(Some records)
════

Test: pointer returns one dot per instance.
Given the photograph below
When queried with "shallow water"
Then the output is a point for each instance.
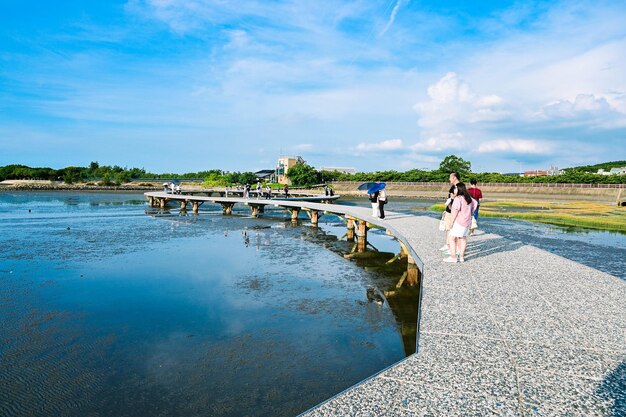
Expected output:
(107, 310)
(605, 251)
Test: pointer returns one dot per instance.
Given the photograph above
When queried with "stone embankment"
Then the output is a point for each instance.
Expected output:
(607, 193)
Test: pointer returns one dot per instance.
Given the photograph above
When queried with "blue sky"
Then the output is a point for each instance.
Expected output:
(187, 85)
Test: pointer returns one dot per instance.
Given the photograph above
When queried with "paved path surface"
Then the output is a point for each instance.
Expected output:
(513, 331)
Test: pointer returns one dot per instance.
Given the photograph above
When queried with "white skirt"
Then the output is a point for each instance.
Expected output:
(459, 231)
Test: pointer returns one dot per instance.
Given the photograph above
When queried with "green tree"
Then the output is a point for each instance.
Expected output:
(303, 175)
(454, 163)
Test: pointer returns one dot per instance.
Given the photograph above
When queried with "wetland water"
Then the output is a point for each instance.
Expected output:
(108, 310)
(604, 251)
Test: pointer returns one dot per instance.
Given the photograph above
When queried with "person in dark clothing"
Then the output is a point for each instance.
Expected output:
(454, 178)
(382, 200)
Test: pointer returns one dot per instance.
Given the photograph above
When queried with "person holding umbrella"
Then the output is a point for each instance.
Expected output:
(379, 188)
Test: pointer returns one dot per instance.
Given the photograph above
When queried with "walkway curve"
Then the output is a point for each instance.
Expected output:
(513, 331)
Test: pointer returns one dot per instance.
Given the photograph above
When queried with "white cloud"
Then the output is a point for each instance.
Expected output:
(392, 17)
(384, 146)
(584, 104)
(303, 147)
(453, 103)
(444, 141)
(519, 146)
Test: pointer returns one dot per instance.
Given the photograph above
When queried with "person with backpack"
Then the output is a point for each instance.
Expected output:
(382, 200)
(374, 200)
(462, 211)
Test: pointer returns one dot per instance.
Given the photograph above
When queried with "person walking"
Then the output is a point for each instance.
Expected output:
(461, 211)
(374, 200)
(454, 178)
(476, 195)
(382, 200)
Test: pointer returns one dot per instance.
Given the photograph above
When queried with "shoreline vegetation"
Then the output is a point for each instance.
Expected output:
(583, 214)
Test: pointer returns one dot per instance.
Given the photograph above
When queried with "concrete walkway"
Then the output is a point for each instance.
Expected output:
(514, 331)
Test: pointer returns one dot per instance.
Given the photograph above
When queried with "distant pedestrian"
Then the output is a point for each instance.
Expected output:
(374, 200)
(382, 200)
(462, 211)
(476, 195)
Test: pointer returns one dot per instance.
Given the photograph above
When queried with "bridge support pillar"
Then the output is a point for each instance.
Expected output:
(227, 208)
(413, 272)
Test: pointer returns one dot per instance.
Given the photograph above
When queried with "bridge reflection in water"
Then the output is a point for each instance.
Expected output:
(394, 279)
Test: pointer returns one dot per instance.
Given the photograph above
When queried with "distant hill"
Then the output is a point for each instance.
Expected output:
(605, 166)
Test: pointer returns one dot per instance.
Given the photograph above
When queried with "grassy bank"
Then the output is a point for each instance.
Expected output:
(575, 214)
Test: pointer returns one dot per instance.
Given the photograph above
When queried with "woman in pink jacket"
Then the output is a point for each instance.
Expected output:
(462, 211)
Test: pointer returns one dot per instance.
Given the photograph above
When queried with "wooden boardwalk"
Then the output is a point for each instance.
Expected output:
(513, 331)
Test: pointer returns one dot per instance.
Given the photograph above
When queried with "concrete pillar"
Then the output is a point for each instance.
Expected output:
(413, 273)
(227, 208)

════

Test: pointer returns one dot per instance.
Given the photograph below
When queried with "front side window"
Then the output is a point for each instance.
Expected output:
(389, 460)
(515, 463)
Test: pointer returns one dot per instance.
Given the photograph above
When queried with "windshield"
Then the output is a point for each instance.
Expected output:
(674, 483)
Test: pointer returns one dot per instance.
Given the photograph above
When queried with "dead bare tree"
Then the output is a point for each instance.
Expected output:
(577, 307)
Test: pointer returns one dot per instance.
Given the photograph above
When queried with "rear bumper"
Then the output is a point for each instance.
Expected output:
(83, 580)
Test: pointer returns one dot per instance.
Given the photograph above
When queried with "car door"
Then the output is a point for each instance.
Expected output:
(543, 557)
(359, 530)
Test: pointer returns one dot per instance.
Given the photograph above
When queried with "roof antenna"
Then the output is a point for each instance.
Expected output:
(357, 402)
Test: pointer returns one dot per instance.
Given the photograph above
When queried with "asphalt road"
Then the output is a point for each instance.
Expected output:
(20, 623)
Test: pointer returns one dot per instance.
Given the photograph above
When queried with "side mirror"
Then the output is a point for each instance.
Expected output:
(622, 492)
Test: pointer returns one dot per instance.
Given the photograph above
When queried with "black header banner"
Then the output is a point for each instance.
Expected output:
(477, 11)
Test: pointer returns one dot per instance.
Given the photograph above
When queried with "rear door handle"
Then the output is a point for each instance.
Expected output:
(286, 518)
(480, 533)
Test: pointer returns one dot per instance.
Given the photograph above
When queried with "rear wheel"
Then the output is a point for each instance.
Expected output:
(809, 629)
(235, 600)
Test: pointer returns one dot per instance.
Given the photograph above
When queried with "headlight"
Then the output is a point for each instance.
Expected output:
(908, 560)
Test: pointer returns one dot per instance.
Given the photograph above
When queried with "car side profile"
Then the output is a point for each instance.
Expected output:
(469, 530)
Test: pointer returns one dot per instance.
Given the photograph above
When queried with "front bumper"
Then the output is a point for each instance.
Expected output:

════

*WHAT YOU ARE ASKED TO DO*. Count the lines in the items that contain the string "door", with uppercase and lowercase letters treated as different. Give only the number.

*SOLUTION FOR THIS TASK*. 2